Location identification entries >>
## begin

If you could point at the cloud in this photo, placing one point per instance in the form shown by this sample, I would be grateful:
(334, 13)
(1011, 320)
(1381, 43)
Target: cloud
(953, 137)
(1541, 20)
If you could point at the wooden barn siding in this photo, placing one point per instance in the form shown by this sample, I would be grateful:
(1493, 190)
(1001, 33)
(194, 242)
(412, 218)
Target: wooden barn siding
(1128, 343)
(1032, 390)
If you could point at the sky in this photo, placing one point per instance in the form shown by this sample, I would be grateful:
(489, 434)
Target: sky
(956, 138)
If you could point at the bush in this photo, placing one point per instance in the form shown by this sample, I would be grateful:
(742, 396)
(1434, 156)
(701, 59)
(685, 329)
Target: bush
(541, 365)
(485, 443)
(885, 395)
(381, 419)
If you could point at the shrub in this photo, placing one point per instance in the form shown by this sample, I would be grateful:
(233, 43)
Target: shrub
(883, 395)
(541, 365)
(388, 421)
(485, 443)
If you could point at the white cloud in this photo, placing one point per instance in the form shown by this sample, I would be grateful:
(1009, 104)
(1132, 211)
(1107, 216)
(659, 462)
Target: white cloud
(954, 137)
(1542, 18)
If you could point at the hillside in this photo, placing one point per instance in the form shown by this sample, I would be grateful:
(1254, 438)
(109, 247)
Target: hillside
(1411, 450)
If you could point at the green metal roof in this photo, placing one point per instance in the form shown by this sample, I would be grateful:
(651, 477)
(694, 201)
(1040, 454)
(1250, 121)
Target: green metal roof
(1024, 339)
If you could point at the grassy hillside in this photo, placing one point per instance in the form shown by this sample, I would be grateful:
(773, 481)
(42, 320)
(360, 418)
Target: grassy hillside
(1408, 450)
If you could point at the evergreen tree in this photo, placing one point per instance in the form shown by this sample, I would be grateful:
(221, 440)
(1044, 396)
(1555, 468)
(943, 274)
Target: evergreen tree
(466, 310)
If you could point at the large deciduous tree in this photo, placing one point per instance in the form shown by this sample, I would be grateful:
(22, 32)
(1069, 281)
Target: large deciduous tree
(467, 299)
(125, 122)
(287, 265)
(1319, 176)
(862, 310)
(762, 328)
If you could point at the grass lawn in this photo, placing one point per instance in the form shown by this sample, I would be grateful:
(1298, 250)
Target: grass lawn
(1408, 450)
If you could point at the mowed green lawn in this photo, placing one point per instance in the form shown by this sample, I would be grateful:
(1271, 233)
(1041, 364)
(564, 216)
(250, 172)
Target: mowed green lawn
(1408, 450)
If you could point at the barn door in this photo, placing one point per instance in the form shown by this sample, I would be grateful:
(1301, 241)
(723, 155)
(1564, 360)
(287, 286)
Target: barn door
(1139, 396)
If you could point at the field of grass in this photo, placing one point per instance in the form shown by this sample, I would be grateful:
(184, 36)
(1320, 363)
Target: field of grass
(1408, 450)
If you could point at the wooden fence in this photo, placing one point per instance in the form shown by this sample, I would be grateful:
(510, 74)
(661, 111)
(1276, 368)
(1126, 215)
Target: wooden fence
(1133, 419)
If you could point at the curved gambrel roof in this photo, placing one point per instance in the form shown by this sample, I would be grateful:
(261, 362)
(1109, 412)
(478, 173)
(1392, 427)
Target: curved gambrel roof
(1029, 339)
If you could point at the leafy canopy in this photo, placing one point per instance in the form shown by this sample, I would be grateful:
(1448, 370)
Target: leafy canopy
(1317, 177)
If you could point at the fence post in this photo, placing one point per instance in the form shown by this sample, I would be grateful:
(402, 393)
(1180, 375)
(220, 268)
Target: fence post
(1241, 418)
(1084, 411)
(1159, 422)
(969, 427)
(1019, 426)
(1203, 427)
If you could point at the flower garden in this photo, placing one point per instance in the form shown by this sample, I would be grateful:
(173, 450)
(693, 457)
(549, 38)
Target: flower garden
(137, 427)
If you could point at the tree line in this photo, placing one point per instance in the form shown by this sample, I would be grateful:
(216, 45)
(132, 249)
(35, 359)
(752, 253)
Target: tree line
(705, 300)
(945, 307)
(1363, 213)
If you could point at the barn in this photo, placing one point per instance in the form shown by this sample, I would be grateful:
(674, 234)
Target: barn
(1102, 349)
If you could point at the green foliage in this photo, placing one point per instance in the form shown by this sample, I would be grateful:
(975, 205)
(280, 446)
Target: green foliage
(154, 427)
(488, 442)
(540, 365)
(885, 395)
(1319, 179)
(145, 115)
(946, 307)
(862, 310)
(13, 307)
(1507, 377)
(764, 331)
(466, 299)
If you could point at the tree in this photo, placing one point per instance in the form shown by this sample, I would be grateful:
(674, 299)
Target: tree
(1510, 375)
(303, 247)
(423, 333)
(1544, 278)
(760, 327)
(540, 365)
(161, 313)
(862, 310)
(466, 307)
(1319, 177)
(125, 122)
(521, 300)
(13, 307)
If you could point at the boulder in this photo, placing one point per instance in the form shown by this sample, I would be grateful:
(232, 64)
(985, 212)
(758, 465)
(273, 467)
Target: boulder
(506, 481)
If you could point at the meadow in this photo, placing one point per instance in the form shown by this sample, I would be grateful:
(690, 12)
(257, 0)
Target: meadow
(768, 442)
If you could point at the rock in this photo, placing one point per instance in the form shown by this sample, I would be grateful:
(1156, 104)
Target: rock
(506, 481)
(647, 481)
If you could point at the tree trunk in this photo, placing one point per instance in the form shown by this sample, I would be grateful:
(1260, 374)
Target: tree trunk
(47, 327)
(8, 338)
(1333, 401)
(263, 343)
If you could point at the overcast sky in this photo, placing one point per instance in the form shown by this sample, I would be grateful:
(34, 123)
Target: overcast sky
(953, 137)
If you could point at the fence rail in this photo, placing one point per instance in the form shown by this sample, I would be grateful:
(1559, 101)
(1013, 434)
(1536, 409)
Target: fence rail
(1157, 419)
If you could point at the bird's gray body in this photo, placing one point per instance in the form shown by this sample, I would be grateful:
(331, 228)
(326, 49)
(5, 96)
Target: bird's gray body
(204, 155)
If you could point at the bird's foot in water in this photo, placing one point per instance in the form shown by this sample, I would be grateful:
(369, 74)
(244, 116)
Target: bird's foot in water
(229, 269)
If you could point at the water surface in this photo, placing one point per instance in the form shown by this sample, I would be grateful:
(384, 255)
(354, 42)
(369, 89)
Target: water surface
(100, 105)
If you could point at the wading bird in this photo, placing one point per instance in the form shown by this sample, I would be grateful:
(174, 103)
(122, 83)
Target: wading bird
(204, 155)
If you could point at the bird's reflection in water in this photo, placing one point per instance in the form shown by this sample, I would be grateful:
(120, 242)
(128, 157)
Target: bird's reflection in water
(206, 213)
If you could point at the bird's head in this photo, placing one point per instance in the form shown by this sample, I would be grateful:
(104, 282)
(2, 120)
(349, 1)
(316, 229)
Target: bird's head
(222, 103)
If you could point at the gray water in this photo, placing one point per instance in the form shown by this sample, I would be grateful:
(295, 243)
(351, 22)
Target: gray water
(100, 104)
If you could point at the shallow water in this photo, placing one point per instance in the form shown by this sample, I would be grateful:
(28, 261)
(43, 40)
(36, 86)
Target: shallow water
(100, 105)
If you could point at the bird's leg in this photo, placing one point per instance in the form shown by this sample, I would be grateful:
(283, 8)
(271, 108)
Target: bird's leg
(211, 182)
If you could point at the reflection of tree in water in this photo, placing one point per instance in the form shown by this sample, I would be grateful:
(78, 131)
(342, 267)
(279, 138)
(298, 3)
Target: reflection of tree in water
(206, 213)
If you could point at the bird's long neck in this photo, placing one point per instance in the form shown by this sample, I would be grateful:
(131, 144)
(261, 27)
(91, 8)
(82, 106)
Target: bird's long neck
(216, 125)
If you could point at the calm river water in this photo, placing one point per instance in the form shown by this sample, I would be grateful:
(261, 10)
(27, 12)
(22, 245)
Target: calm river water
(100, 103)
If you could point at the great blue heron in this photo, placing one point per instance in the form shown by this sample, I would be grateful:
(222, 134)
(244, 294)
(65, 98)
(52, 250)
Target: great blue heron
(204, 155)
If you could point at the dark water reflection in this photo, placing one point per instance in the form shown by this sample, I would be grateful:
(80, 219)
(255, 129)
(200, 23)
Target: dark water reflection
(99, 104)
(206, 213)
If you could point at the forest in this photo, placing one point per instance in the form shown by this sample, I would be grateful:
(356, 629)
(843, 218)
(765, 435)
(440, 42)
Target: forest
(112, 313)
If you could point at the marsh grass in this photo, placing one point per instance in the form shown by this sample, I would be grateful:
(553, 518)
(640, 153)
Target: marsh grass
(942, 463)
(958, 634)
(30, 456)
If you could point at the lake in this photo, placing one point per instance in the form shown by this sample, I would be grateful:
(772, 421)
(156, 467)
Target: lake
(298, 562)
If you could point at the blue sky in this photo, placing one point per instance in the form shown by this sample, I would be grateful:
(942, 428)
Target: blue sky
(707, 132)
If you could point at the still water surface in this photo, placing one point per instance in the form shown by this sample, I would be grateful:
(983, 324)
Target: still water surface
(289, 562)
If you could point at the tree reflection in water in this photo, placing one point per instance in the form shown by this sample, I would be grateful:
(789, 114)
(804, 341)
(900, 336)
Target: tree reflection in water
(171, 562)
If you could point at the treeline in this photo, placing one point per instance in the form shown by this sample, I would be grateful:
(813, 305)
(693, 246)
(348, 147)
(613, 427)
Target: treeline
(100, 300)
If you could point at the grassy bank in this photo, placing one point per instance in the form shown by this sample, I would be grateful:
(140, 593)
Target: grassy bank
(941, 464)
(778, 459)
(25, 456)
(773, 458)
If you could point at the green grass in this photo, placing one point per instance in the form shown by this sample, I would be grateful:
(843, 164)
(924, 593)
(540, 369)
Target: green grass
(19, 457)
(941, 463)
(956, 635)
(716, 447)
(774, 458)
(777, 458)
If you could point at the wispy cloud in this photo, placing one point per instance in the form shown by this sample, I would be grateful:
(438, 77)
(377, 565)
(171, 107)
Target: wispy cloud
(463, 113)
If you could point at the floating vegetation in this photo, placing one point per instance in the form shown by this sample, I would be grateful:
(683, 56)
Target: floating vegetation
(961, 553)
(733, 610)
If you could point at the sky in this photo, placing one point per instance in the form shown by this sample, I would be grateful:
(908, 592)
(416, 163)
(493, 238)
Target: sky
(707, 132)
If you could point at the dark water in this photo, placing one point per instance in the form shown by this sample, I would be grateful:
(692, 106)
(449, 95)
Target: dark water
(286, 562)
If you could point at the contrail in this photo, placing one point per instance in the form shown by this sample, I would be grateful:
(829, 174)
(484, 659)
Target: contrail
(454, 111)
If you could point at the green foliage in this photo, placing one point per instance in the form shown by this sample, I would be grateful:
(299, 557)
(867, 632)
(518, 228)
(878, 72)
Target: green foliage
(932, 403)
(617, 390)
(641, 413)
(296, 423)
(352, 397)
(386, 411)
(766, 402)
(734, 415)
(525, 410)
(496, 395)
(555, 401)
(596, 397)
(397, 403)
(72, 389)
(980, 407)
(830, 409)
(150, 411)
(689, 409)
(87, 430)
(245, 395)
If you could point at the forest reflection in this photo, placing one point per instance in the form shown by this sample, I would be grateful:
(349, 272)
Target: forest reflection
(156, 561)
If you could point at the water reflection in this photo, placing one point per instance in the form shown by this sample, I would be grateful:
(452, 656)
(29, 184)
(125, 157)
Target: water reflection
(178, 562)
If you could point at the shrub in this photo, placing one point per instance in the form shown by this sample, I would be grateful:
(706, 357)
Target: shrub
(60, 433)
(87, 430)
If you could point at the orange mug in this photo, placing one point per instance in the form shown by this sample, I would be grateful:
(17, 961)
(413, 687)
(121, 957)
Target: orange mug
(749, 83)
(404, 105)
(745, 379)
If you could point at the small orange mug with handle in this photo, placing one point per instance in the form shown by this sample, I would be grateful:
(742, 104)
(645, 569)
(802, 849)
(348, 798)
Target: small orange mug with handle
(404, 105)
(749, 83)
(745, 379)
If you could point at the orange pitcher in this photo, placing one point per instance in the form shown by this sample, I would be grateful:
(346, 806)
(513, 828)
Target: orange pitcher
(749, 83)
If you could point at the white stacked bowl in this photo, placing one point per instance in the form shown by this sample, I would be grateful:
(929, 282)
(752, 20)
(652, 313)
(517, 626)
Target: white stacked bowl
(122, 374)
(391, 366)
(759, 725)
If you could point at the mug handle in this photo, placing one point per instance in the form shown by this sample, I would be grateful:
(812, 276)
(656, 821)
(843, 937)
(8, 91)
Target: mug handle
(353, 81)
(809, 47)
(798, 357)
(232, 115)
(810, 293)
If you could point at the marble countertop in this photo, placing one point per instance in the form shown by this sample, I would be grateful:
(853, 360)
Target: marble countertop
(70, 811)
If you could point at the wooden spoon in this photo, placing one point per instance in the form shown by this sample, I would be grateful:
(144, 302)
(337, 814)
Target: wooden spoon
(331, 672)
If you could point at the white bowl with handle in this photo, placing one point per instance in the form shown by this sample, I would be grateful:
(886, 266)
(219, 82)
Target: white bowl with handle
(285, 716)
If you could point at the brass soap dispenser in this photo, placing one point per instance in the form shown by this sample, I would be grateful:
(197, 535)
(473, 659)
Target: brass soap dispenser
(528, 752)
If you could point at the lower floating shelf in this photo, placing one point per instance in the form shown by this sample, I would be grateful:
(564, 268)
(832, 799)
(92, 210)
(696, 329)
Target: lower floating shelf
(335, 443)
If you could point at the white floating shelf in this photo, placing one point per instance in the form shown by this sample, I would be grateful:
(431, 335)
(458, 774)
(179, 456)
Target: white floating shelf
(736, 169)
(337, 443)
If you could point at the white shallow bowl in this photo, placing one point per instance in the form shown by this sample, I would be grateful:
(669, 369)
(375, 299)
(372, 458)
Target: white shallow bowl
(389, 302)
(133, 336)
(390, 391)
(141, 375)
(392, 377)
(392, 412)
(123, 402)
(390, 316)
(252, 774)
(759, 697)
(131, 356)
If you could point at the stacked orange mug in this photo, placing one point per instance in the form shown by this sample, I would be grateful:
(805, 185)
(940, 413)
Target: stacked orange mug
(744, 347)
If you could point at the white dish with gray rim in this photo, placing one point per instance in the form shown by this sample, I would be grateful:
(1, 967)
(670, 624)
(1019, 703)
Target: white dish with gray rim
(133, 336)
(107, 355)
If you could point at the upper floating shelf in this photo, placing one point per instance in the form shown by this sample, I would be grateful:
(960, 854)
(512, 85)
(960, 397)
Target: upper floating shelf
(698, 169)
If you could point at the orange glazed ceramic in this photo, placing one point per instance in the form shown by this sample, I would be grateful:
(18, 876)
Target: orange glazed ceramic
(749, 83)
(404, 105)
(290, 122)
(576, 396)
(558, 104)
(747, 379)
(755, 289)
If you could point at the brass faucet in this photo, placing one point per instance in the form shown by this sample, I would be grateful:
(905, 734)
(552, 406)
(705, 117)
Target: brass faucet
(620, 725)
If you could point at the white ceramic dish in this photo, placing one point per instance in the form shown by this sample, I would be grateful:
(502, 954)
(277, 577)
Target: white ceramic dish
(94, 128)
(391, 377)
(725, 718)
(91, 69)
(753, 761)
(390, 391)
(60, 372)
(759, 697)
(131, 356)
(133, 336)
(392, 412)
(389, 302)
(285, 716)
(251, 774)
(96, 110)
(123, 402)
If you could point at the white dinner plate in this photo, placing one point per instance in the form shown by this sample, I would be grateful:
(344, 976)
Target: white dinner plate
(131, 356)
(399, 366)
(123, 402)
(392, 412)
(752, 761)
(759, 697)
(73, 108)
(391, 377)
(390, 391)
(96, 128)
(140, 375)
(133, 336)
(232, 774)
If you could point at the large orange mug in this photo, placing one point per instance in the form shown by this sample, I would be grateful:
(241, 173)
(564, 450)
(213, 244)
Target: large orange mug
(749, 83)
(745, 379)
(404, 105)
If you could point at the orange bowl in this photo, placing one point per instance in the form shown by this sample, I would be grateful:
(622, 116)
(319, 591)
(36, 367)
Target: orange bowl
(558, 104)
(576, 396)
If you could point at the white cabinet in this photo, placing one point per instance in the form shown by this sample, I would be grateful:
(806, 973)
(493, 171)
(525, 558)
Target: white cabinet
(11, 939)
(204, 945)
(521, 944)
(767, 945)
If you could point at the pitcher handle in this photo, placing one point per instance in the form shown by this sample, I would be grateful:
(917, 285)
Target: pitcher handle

## end

Work required >> Give back exactly the lines running from the line containing "If you could point at the upper" through the end of the material above, both included, and nothing beyond them.

The reply >>
If you could point at the upper floating shelf in this photo, placing one point per instance in the form shown by this sample, I would be grateful:
(960, 854)
(512, 85)
(960, 397)
Target: upper floating shelf
(698, 169)
If you could point at the orange glazed ceramic in this photo, placing one point per instance in the form shown by this sample, I would be grateful:
(18, 876)
Target: orange glazed ceramic
(749, 83)
(404, 105)
(290, 122)
(576, 396)
(558, 104)
(747, 379)
(755, 289)
If you could point at the brass faucet in this photo, placing one point per instance in the form shown by this sample, I would be grateful:
(905, 734)
(552, 406)
(705, 117)
Target: brass faucet
(620, 725)
If you could point at the white ceramic dish in this photo, placing one point per instance in the form shown by this sample, I would be grateful:
(502, 954)
(277, 577)
Target: white ceramic dish
(94, 128)
(391, 377)
(725, 718)
(91, 69)
(753, 761)
(390, 391)
(60, 372)
(759, 697)
(131, 356)
(133, 336)
(392, 412)
(389, 302)
(285, 716)
(251, 774)
(96, 110)
(123, 402)
If you could point at the white dinner plate in this photo, placing one point per instance in the form shown by this sample, I would be grateful:
(344, 976)
Target: white dinner plate
(131, 356)
(399, 366)
(123, 402)
(392, 412)
(752, 761)
(759, 697)
(73, 108)
(391, 377)
(390, 391)
(96, 128)
(140, 375)
(133, 336)
(232, 774)
If you could point at the large orange mug in this photo, placing one point per instance in the form shown by this sample, I would be grateful:
(241, 173)
(564, 450)
(213, 244)
Target: large orange mug
(749, 83)
(745, 379)
(404, 105)
If you could point at the orange bowl in this photo, placing one point per instance in the form shown by this sample, I would be grateful:
(622, 116)
(319, 591)
(36, 367)
Target: orange bowl
(558, 104)
(576, 396)
If you could point at the white cabinet in this photo, placing one point per instance in the form shown by this sample, I would be grateful:
(806, 973)
(493, 171)
(525, 558)
Target: white cabinet
(11, 939)
(204, 945)
(521, 944)
(767, 945)
If you could point at the pitcher handle in this photo, placing one point per instance in the form shown by this sample, I would be grateful:
(917, 285)
Target: pitcher handle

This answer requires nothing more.